## INSTRUCTIONS TO FOLLOW
Copy the data below exactly.
### EXERCISE MATERIAL ###
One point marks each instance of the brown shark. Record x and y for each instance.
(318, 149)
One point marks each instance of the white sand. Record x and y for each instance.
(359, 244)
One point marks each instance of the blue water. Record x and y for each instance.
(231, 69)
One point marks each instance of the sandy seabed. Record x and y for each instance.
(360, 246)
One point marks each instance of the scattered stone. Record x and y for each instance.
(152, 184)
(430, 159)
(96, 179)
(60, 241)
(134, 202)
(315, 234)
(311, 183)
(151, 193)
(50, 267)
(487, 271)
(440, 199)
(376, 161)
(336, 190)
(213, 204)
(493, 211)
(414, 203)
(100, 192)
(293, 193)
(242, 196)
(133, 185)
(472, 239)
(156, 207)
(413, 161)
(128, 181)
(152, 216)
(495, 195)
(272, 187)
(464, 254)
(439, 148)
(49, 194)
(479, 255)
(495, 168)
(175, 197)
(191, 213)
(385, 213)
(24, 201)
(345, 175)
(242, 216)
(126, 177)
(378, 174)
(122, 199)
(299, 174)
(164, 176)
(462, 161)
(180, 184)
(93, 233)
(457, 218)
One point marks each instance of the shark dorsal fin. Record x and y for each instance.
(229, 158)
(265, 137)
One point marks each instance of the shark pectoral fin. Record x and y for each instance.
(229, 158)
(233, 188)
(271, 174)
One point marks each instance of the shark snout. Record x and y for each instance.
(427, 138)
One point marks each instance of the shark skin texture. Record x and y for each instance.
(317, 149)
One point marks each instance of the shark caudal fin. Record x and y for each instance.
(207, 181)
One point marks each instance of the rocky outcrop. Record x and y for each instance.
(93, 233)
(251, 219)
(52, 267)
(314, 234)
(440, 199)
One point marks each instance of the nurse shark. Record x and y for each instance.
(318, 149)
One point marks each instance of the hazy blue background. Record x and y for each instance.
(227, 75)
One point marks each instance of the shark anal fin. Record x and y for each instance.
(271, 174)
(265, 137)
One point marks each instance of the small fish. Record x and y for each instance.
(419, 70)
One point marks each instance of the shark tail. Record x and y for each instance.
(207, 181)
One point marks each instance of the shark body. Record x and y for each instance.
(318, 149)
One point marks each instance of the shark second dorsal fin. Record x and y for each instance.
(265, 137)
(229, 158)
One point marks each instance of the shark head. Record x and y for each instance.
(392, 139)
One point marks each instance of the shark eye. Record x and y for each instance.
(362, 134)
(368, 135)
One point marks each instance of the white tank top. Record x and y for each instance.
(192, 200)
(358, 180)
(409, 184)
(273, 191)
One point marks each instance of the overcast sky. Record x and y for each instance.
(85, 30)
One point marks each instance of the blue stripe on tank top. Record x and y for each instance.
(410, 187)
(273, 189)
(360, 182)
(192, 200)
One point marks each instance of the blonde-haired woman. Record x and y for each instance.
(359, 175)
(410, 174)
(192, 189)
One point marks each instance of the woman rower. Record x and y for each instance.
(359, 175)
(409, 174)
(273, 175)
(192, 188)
###
## ANSWER TO THIS PROBLEM
One point marks each instance of the brown shark. Record x and y for each instance.
(318, 149)
One point marks each instance of the white sand. Record x and y for each instance.
(359, 244)
One point marks each instance of the blue water. Record x and y for each instance.
(231, 69)
One point marks each instance of the sandy seabed. Record x and y for each instance.
(360, 246)
One point marks each instance of the scattered stone. Record x and y for each instance.
(152, 184)
(430, 159)
(96, 179)
(60, 241)
(134, 202)
(315, 234)
(311, 183)
(151, 193)
(50, 267)
(487, 271)
(440, 199)
(376, 161)
(336, 190)
(213, 204)
(493, 211)
(414, 203)
(100, 192)
(293, 193)
(242, 196)
(133, 185)
(472, 239)
(156, 207)
(413, 161)
(128, 181)
(152, 216)
(495, 195)
(272, 187)
(464, 254)
(439, 148)
(49, 194)
(479, 255)
(495, 168)
(175, 197)
(191, 213)
(385, 213)
(24, 201)
(345, 175)
(242, 216)
(126, 177)
(378, 174)
(122, 199)
(299, 174)
(164, 176)
(462, 161)
(180, 184)
(93, 233)
(457, 218)
One point marks each instance of the shark dorsal fin. Record x and y for each instance.
(229, 158)
(265, 137)
One point marks each instance of the shark pectoral fin. Record x and y for each instance.
(229, 158)
(233, 188)
(271, 174)
One point marks each instance of the shark snout. Record x and y for each instance.
(427, 138)
One point marks each instance of the shark skin texture. Record x and y for each instance.
(317, 149)
One point marks each instance of the shark caudal fin. Record x and y for each instance.
(207, 181)
One point marks each instance of the rocky outcrop. Record x and y for each instance.
(93, 233)
(251, 219)
(52, 267)
(314, 234)
(440, 199)
One point marks each instance of the nurse shark. Record x and y for each instance.
(318, 149)
One point marks each instance of the hazy blue background. Record x and y for each instance.
(227, 75)
One point marks each instance of the shark anal fin. Record x and y for each instance.
(271, 174)
(265, 137)
One point marks each instance of the small fish. Record x and y for each instance.
(419, 70)
One point marks each instance of the shark tail. Record x and y for each instance.
(207, 181)
One point marks each instance of the shark body. Record x and y for each instance.
(318, 149)
One point marks each instance of the shark second dorsal fin. Record x and y for each instance.
(265, 137)
(229, 158)
One point marks each instance of the shark head. Record x and y for each instance.
(392, 139)
One point marks each instance of the shark eye. Record x and y for each instance.
(362, 134)
(368, 135)
One point marks each instance of the white tank top. Record x and y for each instance.
(192, 200)
(358, 180)
(409, 184)
(273, 191)
One point marks each instance of the overcast sky. Record x and y for each instance.
(85, 30)
One point marks each instance of the blue stripe on tank top. Record x and y for each instance.
(410, 187)
(273, 189)
(360, 182)
(192, 200)
One point marks each instance of the blonde-haired woman. Record x and y for each instance.
(359, 175)
(410, 174)
(192, 189)
One point marks each instance of the woman rower. Record x and y for each instance.
(359, 175)
(409, 174)
(273, 175)
(192, 188)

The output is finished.